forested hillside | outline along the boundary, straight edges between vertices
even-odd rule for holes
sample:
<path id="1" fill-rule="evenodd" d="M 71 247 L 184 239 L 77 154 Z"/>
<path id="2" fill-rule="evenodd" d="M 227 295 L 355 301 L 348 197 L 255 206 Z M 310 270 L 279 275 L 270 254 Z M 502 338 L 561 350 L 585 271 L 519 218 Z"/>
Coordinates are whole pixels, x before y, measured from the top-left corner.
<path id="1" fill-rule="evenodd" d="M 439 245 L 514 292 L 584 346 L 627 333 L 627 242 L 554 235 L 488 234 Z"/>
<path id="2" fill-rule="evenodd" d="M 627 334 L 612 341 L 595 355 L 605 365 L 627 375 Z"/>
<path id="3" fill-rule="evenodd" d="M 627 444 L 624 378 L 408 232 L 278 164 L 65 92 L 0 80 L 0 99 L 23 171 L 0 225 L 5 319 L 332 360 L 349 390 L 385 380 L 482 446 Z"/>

::::::::

**Task requirements:** Return each of the items above verbatim, leaving every character unchanged.

**Answer to the problem:**
forested hillside | outline along the boundary, straight edges between vertices
even-odd rule for holes
sample:
<path id="1" fill-rule="evenodd" d="M 71 247 L 184 239 L 77 154 Z"/>
<path id="2" fill-rule="evenodd" d="M 227 295 L 355 301 L 348 197 L 255 206 Z M 310 270 L 279 275 L 270 254 Z M 502 338 L 561 350 L 585 271 L 519 218 Z"/>
Coordinates are whole pixels, x before y, measured from the top-left corner.
<path id="1" fill-rule="evenodd" d="M 439 245 L 514 292 L 584 346 L 627 333 L 627 242 L 554 235 L 488 234 Z"/>
<path id="2" fill-rule="evenodd" d="M 627 334 L 612 341 L 595 355 L 605 365 L 627 375 Z"/>
<path id="3" fill-rule="evenodd" d="M 627 444 L 624 378 L 408 232 L 278 164 L 65 92 L 0 80 L 0 99 L 23 171 L 0 225 L 5 319 L 332 360 L 349 390 L 385 380 L 482 446 Z"/>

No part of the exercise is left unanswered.